> Goal
Write out each of the rows below word for word, leaving out the pictures.

> Information given

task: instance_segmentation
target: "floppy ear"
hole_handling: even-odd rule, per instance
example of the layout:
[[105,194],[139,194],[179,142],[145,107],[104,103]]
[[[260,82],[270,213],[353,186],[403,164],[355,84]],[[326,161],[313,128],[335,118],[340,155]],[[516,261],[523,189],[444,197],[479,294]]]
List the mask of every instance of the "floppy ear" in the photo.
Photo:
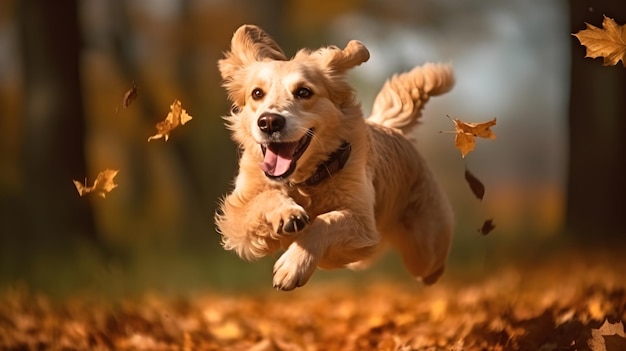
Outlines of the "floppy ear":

> Completed exercise
task: instance_segmentation
target: "floppy ear"
hole_handling: even-odd rule, per instance
example of the layout:
[[105,194],[139,194],[179,142],[145,107],[104,103]]
[[[260,82],[270,213],[353,186],[403,164],[355,84]],[[326,161],[313,128],[335,118],[340,155]],[[516,261],[523,189],[444,197],[479,294]]]
List the mask of every instance of the "floppy ear" in the photo.
Photo:
Outlines of the "floppy ear":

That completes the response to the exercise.